SHORT EXERCISE A:
Using the forum post below on arrays returned from Fortran functions, decide whether each statement agrees with it. Answer yes or no for each and quote the deciding words exactly.
(i) The author usually returns large arrays through subroutine arguments rather than function results.
(ii) Both test functions declare the returned array as allocatable.
(iii) The test program calls myfunc_auto with the argument 10**9.
SHORT EXERCISE B: In the forum post below on arrays returned from Fortran functions, what does the author treat as evidence that a copy took place?
SHORT EXERCISE C: List every statement in the forum post's test program that assigns a function result to b.

SELECTED EXTRACT:
══════════════════════════════
Data copy with functions returning arrays

1

When needing to return large arrays I tend to use subroutine arguments rather than function results, because it’s never clear to me if some copy will happen upon return from the function.

I have finally made a simple test, with two function that return an array. In the first function the array is “allocatable”, and in the second one it is “automatic”, and I look at the address of the array within the function and upon return (if the address differ then some copy arised):

program foo
implicit none

real, allocatable :: b(:)

b = myfunc_alloc(128)
print*, "           b:", loc(b)
print*
b = myfunc_auto(size(b))
print*, "           b:", loc(b)
print*
b = myfunc_auto(1000)
print*, "           b:", loc(b)
print*
b = myfunc_auto(10**9)
print*, "           b:", loc(b)
print*
deallocate(b)
b = myfunc_alloc(10**9)
print*, "           b:", loc(b)

contains

    function myfunc_alloc(n) result(v)
══════════════════════════════
DATA LINES:

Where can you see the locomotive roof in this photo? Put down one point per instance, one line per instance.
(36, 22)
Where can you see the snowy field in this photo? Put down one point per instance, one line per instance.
══════════════════════════════
COMPLETE RESPONSE A:
(i) Yes: "When needing to return large arrays I tend to use subroutine arguments rather than function results"
(ii) No: "In the first function the array is “allocatable”, and in the second one it is “automatic”"
(iii) Yes: "b = myfunc_auto(10**9)"

COMPLETE RESPONSE B: A difference between the array's address inside the function and its address after the function returns.

COMPLETE RESPONSE C:
- b = myfunc_alloc(128)
- b = myfunc_auto(size(b))
- b = myfunc_auto(1000)
- b = myfunc_auto(10**9)
- b = myfunc_alloc(10**9)